**Exercise goal**
Please copy every line of the entries below without changing anything, and leave the pictures out.

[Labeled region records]
════════
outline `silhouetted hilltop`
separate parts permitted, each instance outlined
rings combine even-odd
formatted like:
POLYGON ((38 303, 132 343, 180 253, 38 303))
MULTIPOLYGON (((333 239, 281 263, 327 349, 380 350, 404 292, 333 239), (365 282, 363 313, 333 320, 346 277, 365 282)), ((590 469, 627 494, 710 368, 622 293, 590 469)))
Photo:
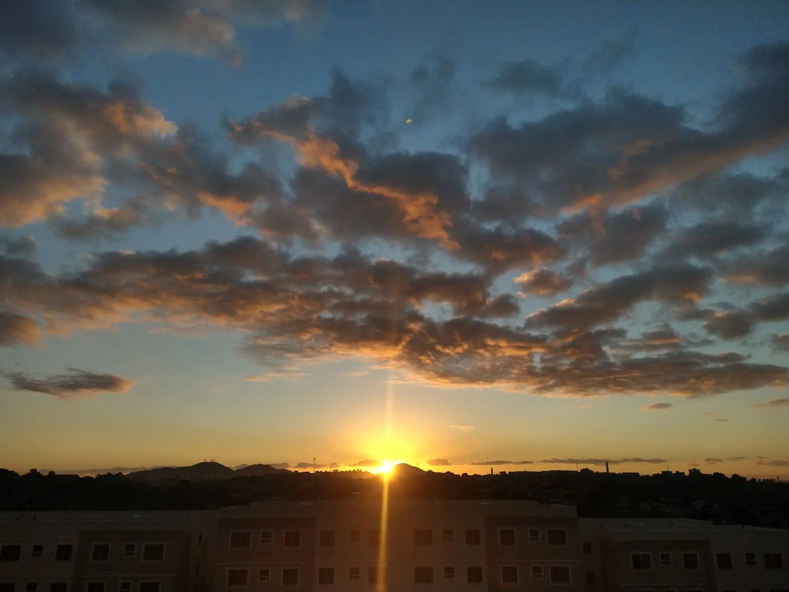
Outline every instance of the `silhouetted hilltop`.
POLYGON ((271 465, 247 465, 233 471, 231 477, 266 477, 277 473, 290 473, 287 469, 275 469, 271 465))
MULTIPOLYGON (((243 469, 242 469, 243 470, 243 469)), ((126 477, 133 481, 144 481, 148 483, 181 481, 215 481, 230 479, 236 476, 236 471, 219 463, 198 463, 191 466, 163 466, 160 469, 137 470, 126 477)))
════════
**Task response**
outline `silhouetted hilltop`
separate parts permitted, each instance outlined
rings combine even-odd
formatted like:
POLYGON ((38 303, 132 343, 180 253, 38 303))
MULTIPOLYGON (((333 239, 281 263, 327 349, 380 350, 404 292, 333 239), (365 282, 363 313, 333 320, 346 277, 365 282)), ((590 469, 627 494, 710 368, 622 293, 590 469)))
Photo:
Outline every instance of the `silhouetted hilltop`.
POLYGON ((271 465, 247 465, 233 471, 231 477, 266 477, 277 473, 290 473, 287 469, 275 469, 271 465))
MULTIPOLYGON (((243 469, 242 469, 243 470, 243 469)), ((126 477, 133 481, 144 481, 148 483, 181 481, 215 481, 230 479, 236 476, 236 471, 219 463, 198 463, 191 466, 163 466, 160 469, 137 470, 126 477)))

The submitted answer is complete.